> **Objective**
Reproduce the records below exactly as they appear.

Dataset rows on where objects appear:
====================

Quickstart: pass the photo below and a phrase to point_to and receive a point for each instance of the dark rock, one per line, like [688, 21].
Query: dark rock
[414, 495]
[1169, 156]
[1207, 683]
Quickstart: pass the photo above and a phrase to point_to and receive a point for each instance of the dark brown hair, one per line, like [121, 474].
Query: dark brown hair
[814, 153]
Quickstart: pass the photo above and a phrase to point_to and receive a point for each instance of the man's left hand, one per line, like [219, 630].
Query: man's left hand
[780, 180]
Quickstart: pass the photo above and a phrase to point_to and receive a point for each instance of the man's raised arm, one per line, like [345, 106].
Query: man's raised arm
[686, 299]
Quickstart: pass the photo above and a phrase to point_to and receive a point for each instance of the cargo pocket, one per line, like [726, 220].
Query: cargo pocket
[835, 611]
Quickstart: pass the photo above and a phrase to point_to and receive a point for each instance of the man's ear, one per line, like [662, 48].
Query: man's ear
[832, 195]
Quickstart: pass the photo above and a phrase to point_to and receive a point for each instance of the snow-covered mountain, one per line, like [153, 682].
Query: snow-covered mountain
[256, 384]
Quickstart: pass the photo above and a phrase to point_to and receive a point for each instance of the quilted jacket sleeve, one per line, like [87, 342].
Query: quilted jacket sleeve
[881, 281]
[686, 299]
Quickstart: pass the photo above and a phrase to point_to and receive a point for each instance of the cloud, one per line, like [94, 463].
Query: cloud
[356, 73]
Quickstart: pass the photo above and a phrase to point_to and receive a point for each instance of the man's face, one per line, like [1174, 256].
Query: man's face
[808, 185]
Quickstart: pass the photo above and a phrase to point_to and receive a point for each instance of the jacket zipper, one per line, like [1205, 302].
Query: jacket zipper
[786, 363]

====================

> **Task response**
Quickstart: pass the photo below and a phrase to point_to and receive a point for each instance of the dark rock, one per line, like [688, 21].
Query: dark rock
[414, 495]
[1169, 156]
[1207, 683]
Quickstart: pass the photo above and a phrase to point_to and receive a point for each instance of the dark brown hair, one per line, like [121, 474].
Query: dark brown hair
[814, 153]
Quickstart: pass the photo above and a phrase to point_to and receive a point for each instance of the man's left hand, one per line, like [219, 630].
Query: man's left hand
[780, 180]
Quickstart: pass the photo above and a phrase to point_to and receive a point for each instance of the man's raised arm, one per line, like [345, 106].
Query: man's raised arm
[686, 299]
Quickstart: pass the photo above and a phrase to point_to and receive a point for each instance of the cargo pocket, one per line, like [726, 220].
Query: cargo pocket
[835, 611]
Quickstart: pass the photo above and a phrase to point_to and receive a point for each instance of the man's ear, one per line, like [662, 48].
Query: man's ear
[832, 195]
Quickstart: pass the photo above and a phrase to point_to and receive a point for each instance of the snow-covered mountain, one per line, like [153, 682].
Query: snow-covered mountain
[256, 384]
Quickstart: pass the photo above and a phrase to point_to and receive a point for each instance of the quilted jacket sleeve, one per line, like [87, 342].
Query: quilted jacket sleeve
[881, 281]
[686, 299]
Quickstart: pass the photo above and a phrase to point_to and receive a point for each instance of the cloud, one per line, like [94, 463].
Query: cloud
[356, 73]
Quickstart: pass the photo above and a phrase to point_to and receive a point for each instance of the man's face, one per line, like [1174, 256].
Query: man's face
[808, 185]
Quickstart: pass the photo above and a phrase to point_to and receive a point for each instance of the jacket zipper, one per line, like [1205, 302].
Query: jacket zipper
[786, 363]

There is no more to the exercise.